## WORK TO COMPLETE
From the listing below, set down exactly the lines between the one holding "Query: woman's leg" and the one holding "column 179, row 16", inclusive. No other line is wanted.
(DATA FOR THE TASK Opens)
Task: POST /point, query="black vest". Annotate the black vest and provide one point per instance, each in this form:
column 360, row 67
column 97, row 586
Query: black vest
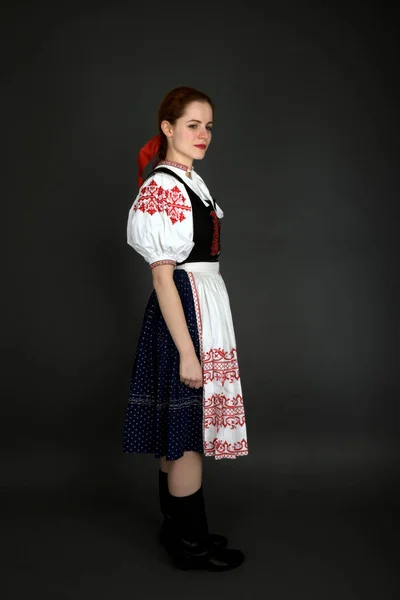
column 206, row 225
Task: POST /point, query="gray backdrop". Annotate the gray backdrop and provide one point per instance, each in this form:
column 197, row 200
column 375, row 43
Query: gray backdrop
column 304, row 163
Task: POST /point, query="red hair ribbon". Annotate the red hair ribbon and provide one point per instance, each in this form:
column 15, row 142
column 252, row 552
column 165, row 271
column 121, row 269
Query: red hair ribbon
column 149, row 151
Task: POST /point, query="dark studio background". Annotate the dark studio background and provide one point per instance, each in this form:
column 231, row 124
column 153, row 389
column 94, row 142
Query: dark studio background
column 304, row 162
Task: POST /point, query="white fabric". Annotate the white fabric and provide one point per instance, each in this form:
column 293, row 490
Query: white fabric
column 160, row 221
column 224, row 424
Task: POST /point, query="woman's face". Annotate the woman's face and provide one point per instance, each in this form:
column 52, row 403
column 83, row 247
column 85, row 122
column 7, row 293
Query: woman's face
column 190, row 136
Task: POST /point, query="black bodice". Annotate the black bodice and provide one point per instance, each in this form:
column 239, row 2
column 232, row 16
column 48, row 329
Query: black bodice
column 206, row 226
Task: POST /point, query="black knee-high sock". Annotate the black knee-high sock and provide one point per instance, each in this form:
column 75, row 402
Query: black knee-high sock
column 188, row 516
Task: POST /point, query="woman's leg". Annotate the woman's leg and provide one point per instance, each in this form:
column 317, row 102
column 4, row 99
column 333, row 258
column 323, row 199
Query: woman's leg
column 185, row 474
column 164, row 464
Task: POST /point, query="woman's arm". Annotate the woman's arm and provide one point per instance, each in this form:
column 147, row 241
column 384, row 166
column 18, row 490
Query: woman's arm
column 172, row 311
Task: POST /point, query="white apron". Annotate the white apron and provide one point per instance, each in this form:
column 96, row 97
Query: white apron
column 224, row 423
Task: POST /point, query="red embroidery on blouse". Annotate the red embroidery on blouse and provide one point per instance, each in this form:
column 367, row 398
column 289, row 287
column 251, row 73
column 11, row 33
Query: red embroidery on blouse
column 215, row 240
column 153, row 198
column 166, row 261
column 221, row 365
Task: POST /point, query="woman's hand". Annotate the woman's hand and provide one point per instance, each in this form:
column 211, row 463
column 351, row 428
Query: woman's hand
column 190, row 371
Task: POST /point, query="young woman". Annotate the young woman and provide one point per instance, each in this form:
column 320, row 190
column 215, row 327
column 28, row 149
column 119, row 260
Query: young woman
column 185, row 399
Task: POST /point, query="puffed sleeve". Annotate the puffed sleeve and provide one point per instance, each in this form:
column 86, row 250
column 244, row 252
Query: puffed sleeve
column 160, row 221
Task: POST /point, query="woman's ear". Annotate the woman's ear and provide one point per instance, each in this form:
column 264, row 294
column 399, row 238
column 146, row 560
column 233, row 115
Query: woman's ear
column 166, row 128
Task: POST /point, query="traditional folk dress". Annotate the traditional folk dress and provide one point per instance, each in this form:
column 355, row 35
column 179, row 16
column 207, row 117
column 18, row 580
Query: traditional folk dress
(DATA FOR THE TASK Closes)
## SOLUTION FOR THIS TASK
Query: woman's leg
column 185, row 474
column 164, row 464
Task: POST /point, query="woman's arm". Annotate the woman's arm and provide one point per instance, each in this form:
column 147, row 241
column 384, row 166
column 18, row 490
Query: woman's arm
column 172, row 311
Task: POST /point, query="white apron". Annotate the white apron and provide one point per instance, each in this form:
column 96, row 97
Query: white apron
column 224, row 423
Task: POST /point, query="red embroidery on blouse". Annotate the red embroidery on blouse and provide one point per instance, each in this form:
column 367, row 398
column 289, row 287
column 251, row 73
column 11, row 33
Query: red embroidery on blouse
column 215, row 240
column 153, row 198
column 166, row 261
column 221, row 365
Task: POST /point, query="woman's hand". Annotate the woman's hand and provide one point per instance, each in this form:
column 211, row 463
column 351, row 428
Query: woman's hand
column 190, row 371
Task: POST /point, query="young woman". Annotate the young woman and provide one point per instance, each in this form:
column 320, row 190
column 215, row 327
column 28, row 149
column 119, row 260
Query: young woman
column 185, row 399
Task: POST /point, query="puffed sleeve". Annotate the puffed sleeve and provide one point per instance, each in this form:
column 86, row 250
column 244, row 252
Query: puffed sleeve
column 160, row 221
Task: POST /point, query="woman's ear". Annotate the woman's ear and provide one point per instance, each in this form:
column 264, row 294
column 399, row 238
column 146, row 560
column 233, row 115
Query: woman's ear
column 166, row 128
Task: POST /point, query="traditional folk dress". Annotate the traditional folk dress and provide one point per instance, each in this form:
column 355, row 35
column 179, row 16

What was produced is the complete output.